> _PAGINATEKST_

********

Eigenwoningregeling bij scheiden: een praktische invulling van deze complexe regeling.

Geplaatst op 18 februari 2021

De Scheidingsdeskundige krijgt regelmatig vragen over de afwikkeling van de eigenwoning bij scheiding. Dat verbaast ons niet. De eigenwoningregeling in samenhang met scheiden is namelijk zeer complex. Dat blijkt ook uit het gegeven dat volgens de belastingdienst circa 50% van de belastingaangiften in het jaar van scheiden niet correct wordt ingevuld. Hierdoor kunnen mensen die met een scheiding worden geconfronteerd met grote fiscale tegenvallers worden geconfronteerd. Als professional, betrokken bij het scheidingsproces, is het van belang om de belangrijkste aandachtspunten op het netvlies te hebben. Hierdoor kunt u uw cliënten optimaal adviseren bij de afwikkeling van de woning bij een scheiding. Daarbij hoort ook een zorgvuldige vastlegging van afspraken in het convenant. In het verlengde daarvan dienen cliënten deze afspraken ook na te leven. Tot slot dient de belastingaangifte correct te worden ingevuld.

In dit artikel verduidelijken wij deze complexe materie aan de hand van een praktijkvoorbeeld. Eerst wordt ingegaan op de eigenwoningregeling in samenhang met scheiden. Vervolgens wordt stilgestaan bij eventueel aanwezige belastbare periodieke uitkeringen en verstrekkingen en de persoonsgebonden aftrek is samenhang met de eigen woning. Er wordt afgesloten met een conclusie en praktische tips.

Praktijkvoorbeeld
In het voorbeeld wordt uitgegaan van een gehuwd[1] stel; Maarten en Vera. Zij zijn beiden voor de helft eigenaar van de woning. In gezamenlijk overleg hebben zij besloten hun huwelijk te beëindigen. Maarten is eind 2020 uit de woning vertrokken en heeft een huurwoning betrokken. Hij heeft zich laten inschrijven op dat adres in de Basisregistratie Personen (BRP). Voor Vera is het, gezien haar inkomen in samenhang met de financieringsbehoefte, niet mogelijk om de woning in zijn geheel te verwerven. Samen komen zij, mede in het belang van hun kinderen overeen dat Vera met de kinderen nog drie jaren in de woning kan blijven wonen. Omdat Maarten en Vera ongeveer evenveel verdienen komen zij in het echtscheidingsconvenant overeen dat Vera de lasten van de gezamenlijke (onverdeelde) woning blijft dragen. Maarten betaalt de volledige lasten van de nieuwe huurwoning. Over en weer is er, gezien het gelijkwaardige inkomen, geen partneralimentatie verschuldigd. Het verzoekschrift tot scheiding is nog in 2020 ingediend bij de rechtbank. Hierdoor is het fiscaal partnerschap verbroken.[2]

Eigenwoningregeling
Zowel Maarten als Vera dienen 50% van het eigenwoningforfait op te geven in hun aangifte[3]. Vera op basis van de hoofdregel[4]. De woning blijft haar hoofdverblijf. Maarten op basis van de zogenaamde scheidingsregeling[5]. Belastingplichtigen kunnen de belastbare inkomsten uit eigen woning (eigenwoningforfait – hypotheekrente) in aftrek brengen voorzover dit op hen drukt[6]. Dat betekent dat in deze situatie uitsluitend Vera hypotheekrente[7] kan aftrekken voorzover dit ziet op haar deel van de eigen woning (50%). Maarten kan ondanks dat hij in fiscale zin nog een eigenwoning en eigenwoningschuld heeft toch geen rente aftrekken. Door de gemaakte afspraak drukt de rente niet op hem. Zij zijn namelijk overeengekomen dat de hypotheekrente uitsluitend voor rekening van Vera komt. Dat betekent dat stellen die hun relatie verbreken en duurzaam gescheiden gaan leven vrij snel tegen fiscale problemen kunnen aanlopen. Deze problemen manifesteren zich echter pas jaren nadat de afspraken zijn gemaakt. De voorlopige teruggaven worden meestal gecontinueerd en door de belastingdienst ook voorlopig gehonoreerd. Op het moment dat de belastingdienst gaat controleren, wordt zichtbaar dat iemand mogelijk ten onrechte aftrek heeft genoten. Een naheffing over mogelijk meerdere jaren kan dan volgen. Dit is een groot probleem voor scheidende stellen die het toch vaak financieel al zwaar hebben.

********

> _AANGELEVERDE GEGEVENS_
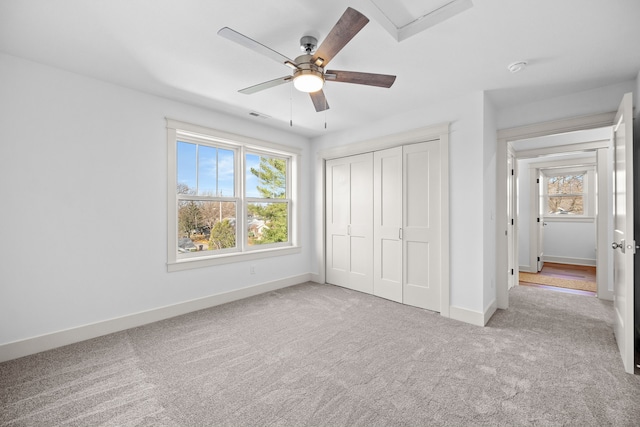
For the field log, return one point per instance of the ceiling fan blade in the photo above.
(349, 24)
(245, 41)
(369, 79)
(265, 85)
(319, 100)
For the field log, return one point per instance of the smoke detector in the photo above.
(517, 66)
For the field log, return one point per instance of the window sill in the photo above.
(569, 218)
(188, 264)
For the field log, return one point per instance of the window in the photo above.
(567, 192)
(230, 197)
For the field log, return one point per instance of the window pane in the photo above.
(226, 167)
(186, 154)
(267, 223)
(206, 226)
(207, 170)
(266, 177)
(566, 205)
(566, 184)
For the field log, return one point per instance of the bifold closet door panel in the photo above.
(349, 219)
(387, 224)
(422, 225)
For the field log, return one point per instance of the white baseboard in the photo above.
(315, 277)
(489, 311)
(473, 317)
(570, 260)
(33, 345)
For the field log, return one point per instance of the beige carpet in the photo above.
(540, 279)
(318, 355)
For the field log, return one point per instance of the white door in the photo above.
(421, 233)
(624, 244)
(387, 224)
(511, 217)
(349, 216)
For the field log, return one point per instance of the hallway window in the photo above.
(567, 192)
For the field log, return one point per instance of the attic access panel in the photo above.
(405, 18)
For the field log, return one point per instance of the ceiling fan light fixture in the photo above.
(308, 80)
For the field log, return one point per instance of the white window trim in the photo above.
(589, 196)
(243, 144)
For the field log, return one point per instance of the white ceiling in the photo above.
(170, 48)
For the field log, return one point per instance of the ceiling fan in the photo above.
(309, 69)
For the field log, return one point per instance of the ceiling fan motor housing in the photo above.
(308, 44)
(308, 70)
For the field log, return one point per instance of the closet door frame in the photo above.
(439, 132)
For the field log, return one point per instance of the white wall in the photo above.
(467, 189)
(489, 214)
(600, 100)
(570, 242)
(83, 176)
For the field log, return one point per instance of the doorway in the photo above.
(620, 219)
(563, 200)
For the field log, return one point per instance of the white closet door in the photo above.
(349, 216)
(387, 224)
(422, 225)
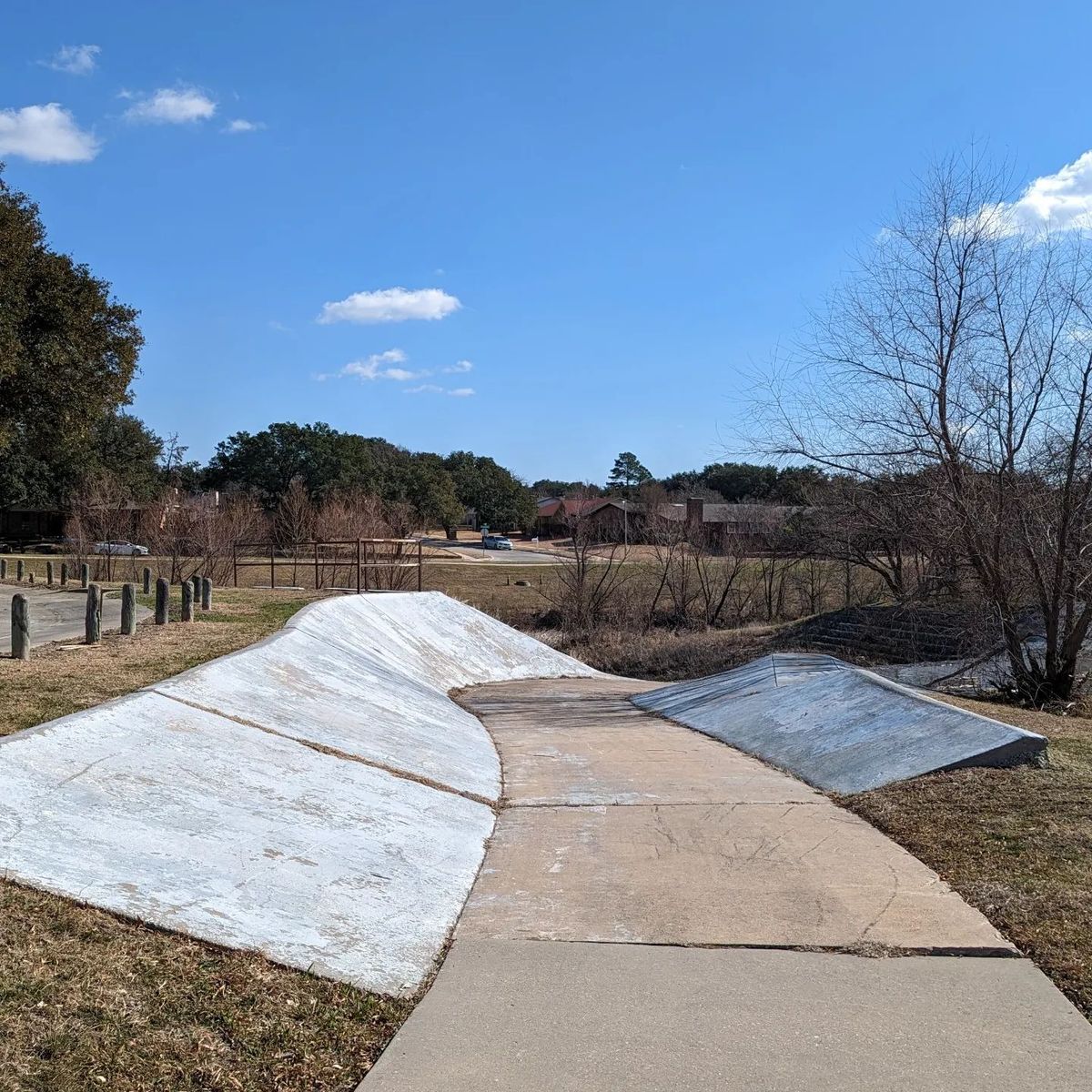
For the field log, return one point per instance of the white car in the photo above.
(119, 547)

********

> _UIT TE VOEREN TAKEN_
**1)** Zet de alinea uit de paginatekst die begint met "In het voorbeeld wordt uitgegaan van een gehuwd" om in een beknopte opsomming. Behoud daarbij de hoofdfeiten.
**2)** Noem alle onderdelen die de paginatekst volgens de alinea die begint met "In dit artikel verduidelijken wij" achtereenvolgens behandelt.

> _VERWACHTE ANTWOORDEN_
**1)**
- Maarten en Vera zijn gehuwd en ieder voor de helft eigenaar van de woning.
- Zij hebben in gezamenlijk overleg besloten hun huwelijk te beëindigen.
- Maarten is eind 2020 naar een huurwoning verhuisd en staat daar ingeschreven in de BRP.
- Vera kan de woning gezien haar inkomen en de financieringsbehoefte niet in zijn geheel verwerven.
- Vera mag met de kinderen nog drie jaar in de woning blijven wonen.
- Volgens het convenant draagt Vera de lasten van de gezamenlijke, onverdeelde woning. Maarten betaalt alle lasten van zijn huurwoning.
- Omdat hun inkomens gelijkwaardig zijn, is over en weer geen partneralimentatie verschuldigd.
- Het verzoekschrift tot scheiding is in 2020 bij de rechtbank ingediend. Daardoor is het fiscaal partnerschap verbroken.

**2)**
- De eigenwoningregeling in samenhang met scheiden
- Eventueel aanwezige belastbare periodieke uitkeringen en verstrekkingen
- De persoonsgebonden aftrek in verband met de eigen woning
- Een conclusie en praktische tips